### Supplied material:
--------
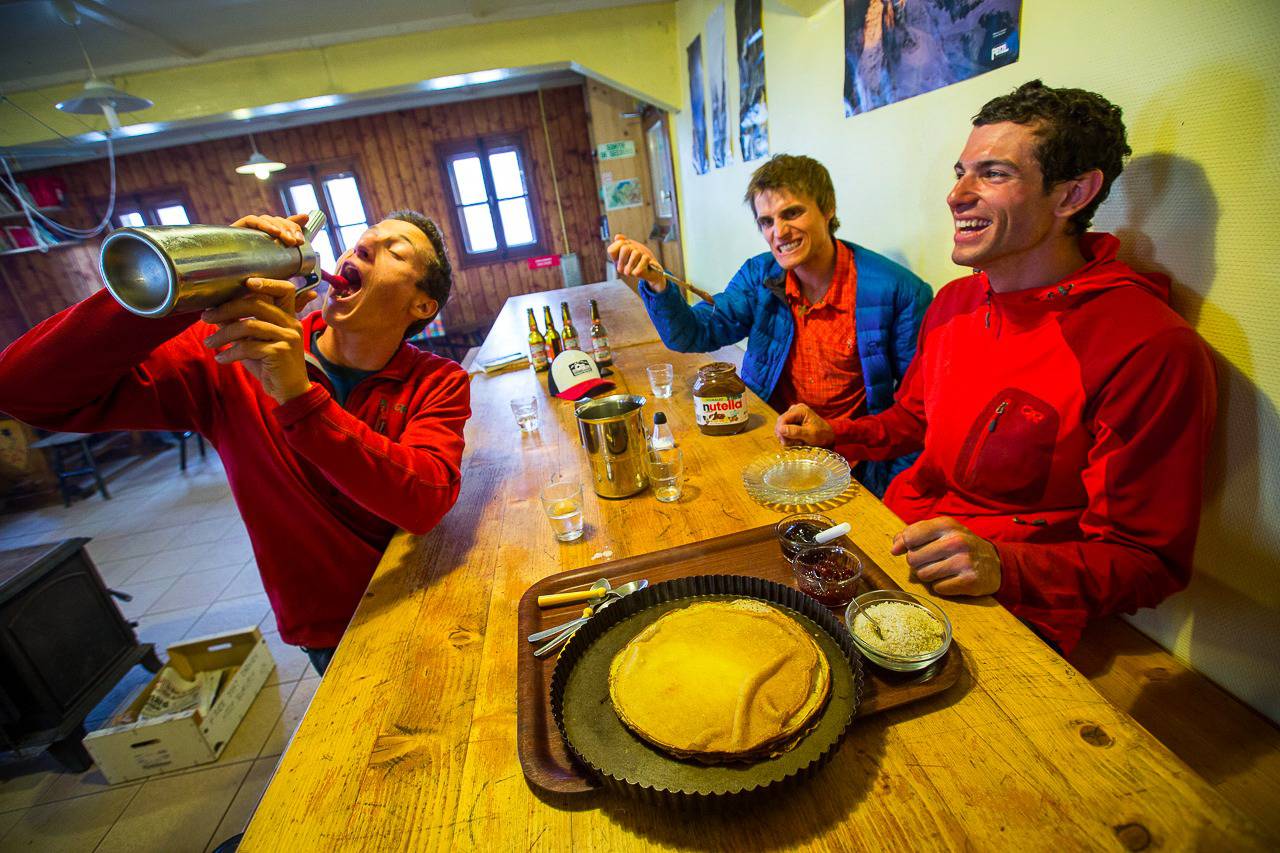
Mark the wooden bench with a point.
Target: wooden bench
--------
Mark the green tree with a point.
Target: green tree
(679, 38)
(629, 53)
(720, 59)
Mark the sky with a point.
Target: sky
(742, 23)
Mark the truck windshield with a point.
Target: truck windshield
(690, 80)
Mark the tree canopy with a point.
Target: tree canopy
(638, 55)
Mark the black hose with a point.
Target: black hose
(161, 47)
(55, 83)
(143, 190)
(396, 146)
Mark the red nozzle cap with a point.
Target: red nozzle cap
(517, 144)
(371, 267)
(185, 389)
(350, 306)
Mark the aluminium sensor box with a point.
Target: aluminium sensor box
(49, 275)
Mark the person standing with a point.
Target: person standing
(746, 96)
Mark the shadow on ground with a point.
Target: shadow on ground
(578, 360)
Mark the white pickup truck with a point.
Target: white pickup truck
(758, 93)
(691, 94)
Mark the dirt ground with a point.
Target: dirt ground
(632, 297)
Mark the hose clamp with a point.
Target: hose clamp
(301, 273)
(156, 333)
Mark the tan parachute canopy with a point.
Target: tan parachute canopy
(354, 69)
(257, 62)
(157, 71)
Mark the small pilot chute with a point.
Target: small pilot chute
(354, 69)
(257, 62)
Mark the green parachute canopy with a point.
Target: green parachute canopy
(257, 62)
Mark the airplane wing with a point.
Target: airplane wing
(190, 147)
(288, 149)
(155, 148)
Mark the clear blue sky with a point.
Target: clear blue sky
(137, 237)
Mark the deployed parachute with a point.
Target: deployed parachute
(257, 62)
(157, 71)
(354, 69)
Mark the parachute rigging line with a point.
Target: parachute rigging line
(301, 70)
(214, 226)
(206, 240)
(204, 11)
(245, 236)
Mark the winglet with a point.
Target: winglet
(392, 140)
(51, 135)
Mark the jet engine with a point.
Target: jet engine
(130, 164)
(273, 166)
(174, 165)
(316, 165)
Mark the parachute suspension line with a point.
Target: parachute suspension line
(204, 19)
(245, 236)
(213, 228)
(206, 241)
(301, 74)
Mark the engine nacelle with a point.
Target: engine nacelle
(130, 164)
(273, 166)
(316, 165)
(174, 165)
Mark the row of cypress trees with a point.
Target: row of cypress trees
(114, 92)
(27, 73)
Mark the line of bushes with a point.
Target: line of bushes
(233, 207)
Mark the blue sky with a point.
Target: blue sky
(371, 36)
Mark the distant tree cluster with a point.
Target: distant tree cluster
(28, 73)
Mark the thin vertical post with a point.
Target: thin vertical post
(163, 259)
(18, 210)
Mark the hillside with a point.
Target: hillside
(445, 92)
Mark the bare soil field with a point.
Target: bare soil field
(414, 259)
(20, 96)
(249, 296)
--------
### Required task:
Pick out and copy each line above that contains the word "dirt". Case counts, so only matches with the same capital and small letters qualify.

### Response to this task:
Mark the dirt ground with a point.
Target: dirt ground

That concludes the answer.